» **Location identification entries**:
+---+

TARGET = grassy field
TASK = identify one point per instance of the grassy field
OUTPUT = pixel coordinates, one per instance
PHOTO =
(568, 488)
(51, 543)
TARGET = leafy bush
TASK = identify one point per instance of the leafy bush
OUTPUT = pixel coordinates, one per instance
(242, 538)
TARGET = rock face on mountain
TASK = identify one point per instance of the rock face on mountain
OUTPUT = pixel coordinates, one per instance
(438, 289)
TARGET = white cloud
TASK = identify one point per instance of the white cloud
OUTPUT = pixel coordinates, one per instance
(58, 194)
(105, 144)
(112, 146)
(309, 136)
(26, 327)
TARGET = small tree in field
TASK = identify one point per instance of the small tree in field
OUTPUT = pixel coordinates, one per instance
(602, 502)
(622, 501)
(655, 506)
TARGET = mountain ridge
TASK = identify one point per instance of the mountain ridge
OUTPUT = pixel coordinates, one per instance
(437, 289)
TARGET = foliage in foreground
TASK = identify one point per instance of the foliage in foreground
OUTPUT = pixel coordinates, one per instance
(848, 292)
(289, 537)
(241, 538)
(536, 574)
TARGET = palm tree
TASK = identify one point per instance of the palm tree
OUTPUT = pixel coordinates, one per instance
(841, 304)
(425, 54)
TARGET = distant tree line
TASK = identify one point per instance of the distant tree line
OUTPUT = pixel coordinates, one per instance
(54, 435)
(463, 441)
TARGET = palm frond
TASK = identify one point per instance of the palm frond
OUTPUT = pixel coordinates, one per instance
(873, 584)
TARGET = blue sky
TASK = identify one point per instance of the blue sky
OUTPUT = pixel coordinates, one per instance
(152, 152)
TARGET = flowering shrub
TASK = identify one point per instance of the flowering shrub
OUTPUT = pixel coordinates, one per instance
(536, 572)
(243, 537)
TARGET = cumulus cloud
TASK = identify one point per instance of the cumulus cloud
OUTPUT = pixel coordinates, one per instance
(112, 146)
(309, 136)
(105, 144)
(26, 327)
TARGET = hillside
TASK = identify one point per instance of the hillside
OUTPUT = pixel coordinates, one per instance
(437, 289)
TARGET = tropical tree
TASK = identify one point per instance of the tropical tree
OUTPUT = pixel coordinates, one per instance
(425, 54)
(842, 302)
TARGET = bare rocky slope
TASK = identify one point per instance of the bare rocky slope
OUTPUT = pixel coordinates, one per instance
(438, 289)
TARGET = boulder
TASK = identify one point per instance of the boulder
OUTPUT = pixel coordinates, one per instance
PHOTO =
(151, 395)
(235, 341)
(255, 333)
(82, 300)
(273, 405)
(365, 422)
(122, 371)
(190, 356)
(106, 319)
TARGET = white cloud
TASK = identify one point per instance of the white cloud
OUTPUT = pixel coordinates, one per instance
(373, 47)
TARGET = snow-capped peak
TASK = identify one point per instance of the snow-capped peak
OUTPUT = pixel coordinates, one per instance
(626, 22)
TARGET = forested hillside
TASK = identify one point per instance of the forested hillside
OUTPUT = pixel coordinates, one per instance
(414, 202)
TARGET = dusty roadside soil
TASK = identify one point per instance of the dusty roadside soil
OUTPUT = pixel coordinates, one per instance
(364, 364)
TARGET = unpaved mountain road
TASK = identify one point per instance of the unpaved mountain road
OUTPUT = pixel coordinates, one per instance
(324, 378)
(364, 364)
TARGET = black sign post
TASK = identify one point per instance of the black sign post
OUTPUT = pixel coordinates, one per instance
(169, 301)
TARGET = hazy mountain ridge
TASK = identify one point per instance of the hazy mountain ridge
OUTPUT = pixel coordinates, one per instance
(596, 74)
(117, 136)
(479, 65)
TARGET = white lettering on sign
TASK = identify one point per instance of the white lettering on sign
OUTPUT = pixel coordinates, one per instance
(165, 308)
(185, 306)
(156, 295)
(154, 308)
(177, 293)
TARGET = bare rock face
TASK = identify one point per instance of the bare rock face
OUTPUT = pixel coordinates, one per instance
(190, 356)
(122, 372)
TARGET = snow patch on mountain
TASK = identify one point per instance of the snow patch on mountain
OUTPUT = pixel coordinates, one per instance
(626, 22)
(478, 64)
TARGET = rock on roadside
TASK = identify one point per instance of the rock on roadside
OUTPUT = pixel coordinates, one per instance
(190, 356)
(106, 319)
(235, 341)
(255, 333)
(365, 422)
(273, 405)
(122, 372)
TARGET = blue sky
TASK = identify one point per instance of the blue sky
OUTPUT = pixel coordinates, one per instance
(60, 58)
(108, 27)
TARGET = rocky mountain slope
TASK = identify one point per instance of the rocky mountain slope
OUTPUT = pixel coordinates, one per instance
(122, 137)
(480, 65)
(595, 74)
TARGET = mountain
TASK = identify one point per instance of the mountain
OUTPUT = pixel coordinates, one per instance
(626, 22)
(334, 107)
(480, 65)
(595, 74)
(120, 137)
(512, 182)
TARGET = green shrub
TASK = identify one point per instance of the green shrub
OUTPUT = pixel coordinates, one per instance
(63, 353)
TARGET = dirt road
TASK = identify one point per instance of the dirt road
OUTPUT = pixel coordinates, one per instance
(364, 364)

+---+

» **Required work**: Rescale the records from the line containing "TARGET = green shrub" through the end of the records, both ends included. Rewrite those lines in full with every pixel coordinate in the answers multiplied by 0.65 and rounded to a whole number, halves rounding up, and leave the request lines unchanged.

» **Complete answer**:
TARGET = green shrub
TASK = identify one point per instance of the green shrub
OUTPUT = pixel coordinates, one per instance
(41, 229)
TARGET = dirt road
TASK = identify one point per instance of the dirt road
OUTPUT = pixel coordinates, one per instance
(237, 237)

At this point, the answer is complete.